◆ **EXERCISE**
Output the records below as a two-column CSV with the headers "request" and "answer", one row per record. Put each record's text and its answer in one quoted field each, with line breaks replaced by spaces.

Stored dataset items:

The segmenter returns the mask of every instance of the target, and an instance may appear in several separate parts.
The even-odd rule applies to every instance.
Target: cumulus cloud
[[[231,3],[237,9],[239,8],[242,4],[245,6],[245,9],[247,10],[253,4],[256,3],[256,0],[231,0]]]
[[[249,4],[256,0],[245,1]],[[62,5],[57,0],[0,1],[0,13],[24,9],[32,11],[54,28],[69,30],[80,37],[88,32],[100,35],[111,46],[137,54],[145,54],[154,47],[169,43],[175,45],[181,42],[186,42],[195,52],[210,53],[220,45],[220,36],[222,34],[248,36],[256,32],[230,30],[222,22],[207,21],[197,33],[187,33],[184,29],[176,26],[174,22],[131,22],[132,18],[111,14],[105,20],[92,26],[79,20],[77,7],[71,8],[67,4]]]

◆ **WRITTEN REPLY**
request,answer
"The segmenter returns the mask of every instance of the target, and an instance may appear in several separate parts. The even-odd rule applies to every instance. Target: cumulus cloud","[[[231,3],[237,9],[239,8],[242,4],[245,6],[245,9],[247,10],[253,4],[256,3],[256,0],[231,0]]] [[[249,4],[256,0],[245,1]],[[62,5],[57,0],[0,1],[0,13],[24,9],[32,11],[54,28],[69,30],[80,37],[88,32],[100,35],[111,46],[137,54],[145,54],[154,47],[169,43],[175,45],[181,42],[186,42],[195,52],[210,53],[220,45],[220,36],[222,34],[248,36],[256,32],[230,30],[222,22],[207,21],[197,33],[187,33],[184,29],[176,26],[174,22],[131,22],[132,18],[111,14],[105,20],[92,26],[79,20],[77,7],[71,8],[67,4]]]"